▸ GIVEN PROBLEM: Rewrite the material below with "Pick out" swapped for "Mark" at every occurrence, leaving all other text unchanged.

+++ EXERCISE MATERIAL

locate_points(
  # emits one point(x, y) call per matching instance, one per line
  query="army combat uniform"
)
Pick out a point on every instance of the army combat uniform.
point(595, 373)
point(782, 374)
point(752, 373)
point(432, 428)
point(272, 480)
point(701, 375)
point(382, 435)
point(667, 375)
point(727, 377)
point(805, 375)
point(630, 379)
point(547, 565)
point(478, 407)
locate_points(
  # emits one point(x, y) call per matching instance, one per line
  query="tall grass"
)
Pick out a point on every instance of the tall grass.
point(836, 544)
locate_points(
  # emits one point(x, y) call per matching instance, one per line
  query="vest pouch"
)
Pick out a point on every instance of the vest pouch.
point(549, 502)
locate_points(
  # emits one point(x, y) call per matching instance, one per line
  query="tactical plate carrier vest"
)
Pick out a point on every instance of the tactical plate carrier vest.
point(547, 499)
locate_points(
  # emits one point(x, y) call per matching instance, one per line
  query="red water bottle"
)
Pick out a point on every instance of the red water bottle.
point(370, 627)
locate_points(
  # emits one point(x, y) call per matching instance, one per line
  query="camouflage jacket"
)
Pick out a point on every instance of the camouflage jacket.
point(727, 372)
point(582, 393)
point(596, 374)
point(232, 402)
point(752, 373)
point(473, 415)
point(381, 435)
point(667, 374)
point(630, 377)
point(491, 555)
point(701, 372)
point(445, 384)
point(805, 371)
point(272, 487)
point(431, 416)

++++++

▸ COMPLETED TASK:
locate_points(
  # emits one point(x, y) call per matching instance, one per line
  query="army combat uniform"
)
Mark a point on every instance of the army combat uniform.
point(595, 373)
point(782, 374)
point(752, 373)
point(432, 428)
point(272, 480)
point(701, 375)
point(382, 435)
point(667, 375)
point(727, 377)
point(805, 375)
point(630, 379)
point(547, 565)
point(478, 407)
locate_points(
  # emits one point(x, y) call per matching instance, one per line
  query="tall grass"
)
Mark a point on every instance of the tall grass.
point(836, 544)
locate_points(
  # emits one point(x, y) call per matching instance, one per line
  query="vest pouch"
)
Mark a point on every instance of the vest pouch.
point(549, 502)
locate_points(
  # emits one point(x, y) call per matching instance, one per line
  query="tactical plate carrier vest"
)
Mark a point on every instance of the tactical plate carrier vest.
point(547, 499)
locate_points(
  # emits one point(x, y) call per matching instance, one per line
  query="red water bottle"
)
Mark a point on every instance of the red water bottle.
point(370, 627)
locate_points(
  # emits one point(x, y) call per matching instance, one per line
  query="camouflage jacket"
)
Mark a point on every instance of the camouflage jacket.
point(727, 372)
point(582, 393)
point(596, 374)
point(232, 402)
point(752, 373)
point(473, 415)
point(381, 435)
point(667, 374)
point(630, 377)
point(491, 555)
point(701, 372)
point(445, 384)
point(805, 371)
point(272, 487)
point(431, 416)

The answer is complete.